Activity -> Write every line below out again exactly, images omitted.

•••••

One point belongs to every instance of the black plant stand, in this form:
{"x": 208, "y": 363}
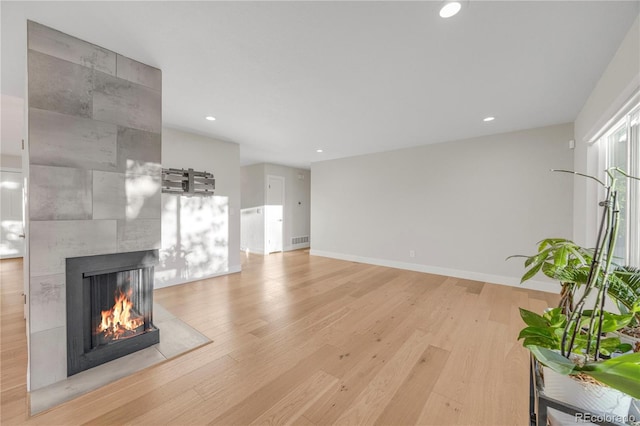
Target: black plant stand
{"x": 539, "y": 402}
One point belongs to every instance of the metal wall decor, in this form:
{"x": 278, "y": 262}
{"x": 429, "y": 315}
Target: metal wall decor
{"x": 187, "y": 182}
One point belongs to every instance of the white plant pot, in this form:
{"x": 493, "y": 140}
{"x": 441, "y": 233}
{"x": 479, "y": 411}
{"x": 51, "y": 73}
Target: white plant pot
{"x": 588, "y": 396}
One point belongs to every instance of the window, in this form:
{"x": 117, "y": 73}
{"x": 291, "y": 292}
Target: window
{"x": 621, "y": 146}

•••••

Answer ->
One point belongs to every instance of the black plant stand, in this form:
{"x": 208, "y": 363}
Target: black plant stand
{"x": 539, "y": 402}
One point belongs to every instance of the metal wall decor, in this form:
{"x": 278, "y": 262}
{"x": 429, "y": 315}
Target: metal wall decor
{"x": 187, "y": 182}
One point belongs to every instance of the white plant pot, in this form:
{"x": 493, "y": 140}
{"x": 441, "y": 233}
{"x": 479, "y": 411}
{"x": 51, "y": 73}
Target: white plant pot
{"x": 588, "y": 396}
One point belongs to every instance of the window, in this form:
{"x": 117, "y": 73}
{"x": 291, "y": 292}
Target: window
{"x": 621, "y": 146}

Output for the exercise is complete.